In the newsletter excerpt below, reproduce the passage from "The Spiral Dance" to "make it otherwise." word for word.

Text shown:
________

Issue #51, September 2003

The Standard Introduction    

 Life is a collaborative effort, encompassing more than we know.  In a time of "information overload," news, communication, and travel across great distances is common, yet we often talk at each other without listening, communicating, or understanding.
 Humanity needs its icons, but also its iconoclasts to grow beyond the good and bad qualities that now limit and describe us.  The essences of both God and us remain, in the midst of questions, to be discovered, experienced, and expressed.
 Please share in this on-going dialogue, remembering to indicate whether and how you wish to be identified.
 Blessings, love, and peace to you.                  ---Sister Who

The Spiral Dance

Approximately two years ago, we all woke up one morning to hear that acts of unimaginable violence had struck.  For a few moments, we forgot who was gay or straight, rich or poor, republican or democrat, pagan or christian.  We were simply members of humanity who--for one blessed moment--had a common cause to unite us and we were better than we've ever been.
I do not expect there to be any agreement, within the abundance of social critiques coinciding with this anniversary, on whether any lasting progress has been made or not, in terms of the ways we treat each other only two years later.  My personal opinion is that "the more things change, the more they stay the same," not because they have to, but rather because we don't believe in each other enough to make it otherwise.

________

Labeled-object pointing entries:

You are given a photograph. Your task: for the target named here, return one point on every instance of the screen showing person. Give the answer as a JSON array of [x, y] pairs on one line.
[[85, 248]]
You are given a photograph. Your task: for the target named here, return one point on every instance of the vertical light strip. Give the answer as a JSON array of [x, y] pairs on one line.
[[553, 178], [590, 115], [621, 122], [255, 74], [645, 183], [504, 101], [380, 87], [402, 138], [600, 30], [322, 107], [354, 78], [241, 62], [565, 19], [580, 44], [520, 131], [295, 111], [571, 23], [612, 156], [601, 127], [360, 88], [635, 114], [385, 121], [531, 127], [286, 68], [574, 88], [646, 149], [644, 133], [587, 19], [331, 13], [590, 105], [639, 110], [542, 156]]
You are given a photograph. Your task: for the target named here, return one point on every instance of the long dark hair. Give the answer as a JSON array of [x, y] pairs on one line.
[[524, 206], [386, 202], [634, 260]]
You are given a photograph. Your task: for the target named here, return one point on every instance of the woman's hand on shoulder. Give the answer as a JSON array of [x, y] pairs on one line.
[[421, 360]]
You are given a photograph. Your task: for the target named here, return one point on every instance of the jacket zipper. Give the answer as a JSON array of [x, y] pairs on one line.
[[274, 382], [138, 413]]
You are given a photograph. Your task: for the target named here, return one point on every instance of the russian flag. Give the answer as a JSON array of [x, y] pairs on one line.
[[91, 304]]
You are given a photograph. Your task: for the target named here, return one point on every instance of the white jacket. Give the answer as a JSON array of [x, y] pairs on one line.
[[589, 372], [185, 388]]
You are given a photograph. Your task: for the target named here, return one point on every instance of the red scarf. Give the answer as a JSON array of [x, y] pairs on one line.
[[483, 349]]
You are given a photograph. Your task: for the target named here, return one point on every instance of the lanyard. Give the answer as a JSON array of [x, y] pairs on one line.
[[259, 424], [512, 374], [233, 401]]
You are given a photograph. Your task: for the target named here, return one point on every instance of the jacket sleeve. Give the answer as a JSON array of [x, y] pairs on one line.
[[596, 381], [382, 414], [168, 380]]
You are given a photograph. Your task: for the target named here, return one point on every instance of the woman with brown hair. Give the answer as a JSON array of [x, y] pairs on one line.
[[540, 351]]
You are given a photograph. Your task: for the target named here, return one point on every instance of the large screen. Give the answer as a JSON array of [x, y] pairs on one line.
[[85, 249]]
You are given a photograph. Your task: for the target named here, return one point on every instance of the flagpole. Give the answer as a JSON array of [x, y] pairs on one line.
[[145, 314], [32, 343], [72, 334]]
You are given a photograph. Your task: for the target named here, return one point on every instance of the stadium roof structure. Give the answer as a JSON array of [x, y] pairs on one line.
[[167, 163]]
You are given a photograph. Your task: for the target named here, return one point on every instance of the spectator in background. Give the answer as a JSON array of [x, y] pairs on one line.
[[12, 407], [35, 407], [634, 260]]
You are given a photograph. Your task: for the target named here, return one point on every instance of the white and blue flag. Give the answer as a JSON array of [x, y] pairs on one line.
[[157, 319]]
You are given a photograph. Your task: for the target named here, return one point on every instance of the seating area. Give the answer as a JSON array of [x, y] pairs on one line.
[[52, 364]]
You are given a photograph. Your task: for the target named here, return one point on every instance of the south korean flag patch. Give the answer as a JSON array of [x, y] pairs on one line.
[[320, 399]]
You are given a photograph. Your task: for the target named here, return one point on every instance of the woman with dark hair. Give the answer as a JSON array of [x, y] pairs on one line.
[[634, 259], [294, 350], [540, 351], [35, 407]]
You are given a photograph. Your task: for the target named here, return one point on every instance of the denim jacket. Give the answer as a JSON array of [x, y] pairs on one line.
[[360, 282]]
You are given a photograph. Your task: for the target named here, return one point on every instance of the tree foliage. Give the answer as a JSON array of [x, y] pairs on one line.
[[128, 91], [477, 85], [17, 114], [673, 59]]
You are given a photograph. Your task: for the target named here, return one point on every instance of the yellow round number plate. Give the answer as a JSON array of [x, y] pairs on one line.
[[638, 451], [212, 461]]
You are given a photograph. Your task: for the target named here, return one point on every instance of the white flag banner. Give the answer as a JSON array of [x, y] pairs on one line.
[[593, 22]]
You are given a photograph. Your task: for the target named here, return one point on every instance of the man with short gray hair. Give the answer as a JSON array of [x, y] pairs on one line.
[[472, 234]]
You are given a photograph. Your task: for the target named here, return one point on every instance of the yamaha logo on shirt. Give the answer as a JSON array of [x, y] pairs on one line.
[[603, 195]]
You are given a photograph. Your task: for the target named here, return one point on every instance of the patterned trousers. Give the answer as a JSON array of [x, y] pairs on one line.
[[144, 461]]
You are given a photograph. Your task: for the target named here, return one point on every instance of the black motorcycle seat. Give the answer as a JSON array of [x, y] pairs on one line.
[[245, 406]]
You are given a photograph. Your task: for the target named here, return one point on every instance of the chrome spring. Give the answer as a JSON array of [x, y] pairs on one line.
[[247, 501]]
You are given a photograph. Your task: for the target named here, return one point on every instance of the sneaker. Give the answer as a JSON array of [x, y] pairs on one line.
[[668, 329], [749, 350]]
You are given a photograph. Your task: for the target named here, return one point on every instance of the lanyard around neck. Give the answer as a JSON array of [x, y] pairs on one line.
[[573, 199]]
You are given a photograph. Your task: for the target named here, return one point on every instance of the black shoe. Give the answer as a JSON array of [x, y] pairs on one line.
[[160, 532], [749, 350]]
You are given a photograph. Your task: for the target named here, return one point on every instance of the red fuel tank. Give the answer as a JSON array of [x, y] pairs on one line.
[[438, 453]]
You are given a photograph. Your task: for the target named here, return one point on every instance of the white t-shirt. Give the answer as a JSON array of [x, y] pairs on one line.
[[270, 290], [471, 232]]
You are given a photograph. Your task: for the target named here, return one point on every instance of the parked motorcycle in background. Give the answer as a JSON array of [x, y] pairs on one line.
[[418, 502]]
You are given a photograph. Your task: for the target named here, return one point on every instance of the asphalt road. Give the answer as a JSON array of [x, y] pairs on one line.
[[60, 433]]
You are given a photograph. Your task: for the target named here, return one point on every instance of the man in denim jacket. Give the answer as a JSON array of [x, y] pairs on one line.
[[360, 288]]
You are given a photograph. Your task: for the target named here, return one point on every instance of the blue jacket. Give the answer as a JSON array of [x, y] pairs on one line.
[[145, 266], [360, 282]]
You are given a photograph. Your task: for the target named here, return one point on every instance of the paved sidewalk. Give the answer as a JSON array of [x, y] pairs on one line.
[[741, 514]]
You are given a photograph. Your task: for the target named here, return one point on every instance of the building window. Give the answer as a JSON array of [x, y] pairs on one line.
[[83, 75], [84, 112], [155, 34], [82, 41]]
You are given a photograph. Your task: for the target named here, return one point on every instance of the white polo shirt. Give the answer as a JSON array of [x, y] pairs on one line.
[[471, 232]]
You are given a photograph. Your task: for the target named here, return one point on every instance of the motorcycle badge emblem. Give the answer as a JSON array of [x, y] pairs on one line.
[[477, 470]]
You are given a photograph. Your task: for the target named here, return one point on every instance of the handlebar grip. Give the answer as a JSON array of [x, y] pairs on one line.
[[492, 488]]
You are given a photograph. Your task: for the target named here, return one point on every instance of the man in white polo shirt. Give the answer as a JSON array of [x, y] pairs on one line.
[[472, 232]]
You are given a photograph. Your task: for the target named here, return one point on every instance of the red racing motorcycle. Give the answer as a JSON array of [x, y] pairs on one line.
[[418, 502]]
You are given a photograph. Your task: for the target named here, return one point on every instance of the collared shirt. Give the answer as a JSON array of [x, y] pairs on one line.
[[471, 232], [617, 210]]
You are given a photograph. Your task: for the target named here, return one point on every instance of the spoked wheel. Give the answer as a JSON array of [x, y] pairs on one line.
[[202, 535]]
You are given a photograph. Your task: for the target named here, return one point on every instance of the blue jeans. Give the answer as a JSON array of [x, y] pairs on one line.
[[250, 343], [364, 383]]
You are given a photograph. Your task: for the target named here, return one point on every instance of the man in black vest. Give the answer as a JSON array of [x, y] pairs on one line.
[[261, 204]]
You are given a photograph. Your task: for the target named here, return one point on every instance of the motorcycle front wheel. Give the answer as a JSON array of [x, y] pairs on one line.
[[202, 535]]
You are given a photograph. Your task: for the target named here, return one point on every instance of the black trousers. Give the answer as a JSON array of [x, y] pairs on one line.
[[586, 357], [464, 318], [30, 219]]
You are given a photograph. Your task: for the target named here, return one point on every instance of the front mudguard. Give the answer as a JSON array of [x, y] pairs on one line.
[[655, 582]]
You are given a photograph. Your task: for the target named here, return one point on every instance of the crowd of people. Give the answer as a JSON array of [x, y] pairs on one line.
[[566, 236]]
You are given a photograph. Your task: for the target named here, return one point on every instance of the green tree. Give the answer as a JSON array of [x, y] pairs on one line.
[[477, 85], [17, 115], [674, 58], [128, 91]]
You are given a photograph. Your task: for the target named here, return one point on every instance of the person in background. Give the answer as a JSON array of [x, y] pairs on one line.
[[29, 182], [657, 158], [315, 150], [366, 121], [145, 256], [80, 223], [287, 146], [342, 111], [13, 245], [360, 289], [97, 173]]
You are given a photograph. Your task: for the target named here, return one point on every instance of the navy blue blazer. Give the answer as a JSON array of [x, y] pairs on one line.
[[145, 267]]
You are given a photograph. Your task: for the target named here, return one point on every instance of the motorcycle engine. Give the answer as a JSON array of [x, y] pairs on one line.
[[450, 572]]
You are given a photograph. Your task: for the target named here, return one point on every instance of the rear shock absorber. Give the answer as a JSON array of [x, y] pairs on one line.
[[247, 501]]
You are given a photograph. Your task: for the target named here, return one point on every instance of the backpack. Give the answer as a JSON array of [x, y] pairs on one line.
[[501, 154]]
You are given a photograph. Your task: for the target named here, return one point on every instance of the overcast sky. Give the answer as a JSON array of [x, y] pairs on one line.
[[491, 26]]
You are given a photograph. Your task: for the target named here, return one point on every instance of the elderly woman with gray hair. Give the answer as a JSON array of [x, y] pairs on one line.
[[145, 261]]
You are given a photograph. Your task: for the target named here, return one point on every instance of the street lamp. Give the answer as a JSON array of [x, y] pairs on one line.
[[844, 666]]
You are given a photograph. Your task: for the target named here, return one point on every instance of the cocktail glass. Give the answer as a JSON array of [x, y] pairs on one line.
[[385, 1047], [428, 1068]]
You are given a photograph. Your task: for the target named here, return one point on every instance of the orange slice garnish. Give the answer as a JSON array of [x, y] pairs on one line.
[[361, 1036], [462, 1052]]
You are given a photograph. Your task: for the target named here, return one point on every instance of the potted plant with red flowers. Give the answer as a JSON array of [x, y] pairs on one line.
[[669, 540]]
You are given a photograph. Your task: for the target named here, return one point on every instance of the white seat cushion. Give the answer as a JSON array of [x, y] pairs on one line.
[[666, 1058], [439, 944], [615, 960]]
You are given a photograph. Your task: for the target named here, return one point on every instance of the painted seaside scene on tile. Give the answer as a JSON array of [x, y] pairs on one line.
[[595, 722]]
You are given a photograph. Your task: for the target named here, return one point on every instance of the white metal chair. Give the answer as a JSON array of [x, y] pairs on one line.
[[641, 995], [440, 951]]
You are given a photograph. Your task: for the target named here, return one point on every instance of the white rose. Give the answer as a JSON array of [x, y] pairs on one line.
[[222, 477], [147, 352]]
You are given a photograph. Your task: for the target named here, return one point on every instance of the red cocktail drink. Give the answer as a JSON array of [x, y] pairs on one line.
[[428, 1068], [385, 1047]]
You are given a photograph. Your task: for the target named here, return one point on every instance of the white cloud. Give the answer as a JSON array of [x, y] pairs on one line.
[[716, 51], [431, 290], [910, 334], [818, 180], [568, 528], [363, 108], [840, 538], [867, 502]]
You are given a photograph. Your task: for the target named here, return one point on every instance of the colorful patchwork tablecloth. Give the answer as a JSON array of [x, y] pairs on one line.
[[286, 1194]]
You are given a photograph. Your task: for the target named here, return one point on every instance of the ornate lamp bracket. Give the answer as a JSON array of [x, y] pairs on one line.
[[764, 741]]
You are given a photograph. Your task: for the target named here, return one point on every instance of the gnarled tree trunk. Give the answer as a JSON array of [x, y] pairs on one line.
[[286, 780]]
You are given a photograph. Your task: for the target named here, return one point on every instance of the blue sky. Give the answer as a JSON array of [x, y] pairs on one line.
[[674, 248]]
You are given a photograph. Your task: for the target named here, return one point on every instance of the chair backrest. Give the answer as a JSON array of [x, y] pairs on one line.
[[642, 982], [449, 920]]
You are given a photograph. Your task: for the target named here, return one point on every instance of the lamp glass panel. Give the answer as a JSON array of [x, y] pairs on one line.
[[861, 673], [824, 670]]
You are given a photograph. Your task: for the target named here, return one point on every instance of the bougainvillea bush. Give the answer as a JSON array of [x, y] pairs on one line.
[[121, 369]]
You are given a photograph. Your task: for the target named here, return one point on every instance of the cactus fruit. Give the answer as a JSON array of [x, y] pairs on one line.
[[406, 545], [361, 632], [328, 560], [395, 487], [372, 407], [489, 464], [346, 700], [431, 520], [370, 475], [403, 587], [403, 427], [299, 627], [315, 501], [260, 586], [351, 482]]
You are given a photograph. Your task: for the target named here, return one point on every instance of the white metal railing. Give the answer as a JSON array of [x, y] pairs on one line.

________

Expected answer:
The Spiral Dance

Approximately two years ago, we all woke up one morning to hear that acts of unimaginable violence had struck.  For a few moments, we forgot who was gay or straight, rich or poor, republican or democrat, pagan or christian.  We were simply members of humanity who--for one blessed moment--had a common cause to unite us and we were better than we've ever been.
I do not expect there to be any agreement, within the abundance of social critiques coinciding with this anniversary, on whether any lasting progress has been made or not, in terms of the ways we treat each other only two years later.  My personal opinion is that "the more things change, the more they stay the same," not because they have to, but rather because we don't believe in each other enough to make it otherwise.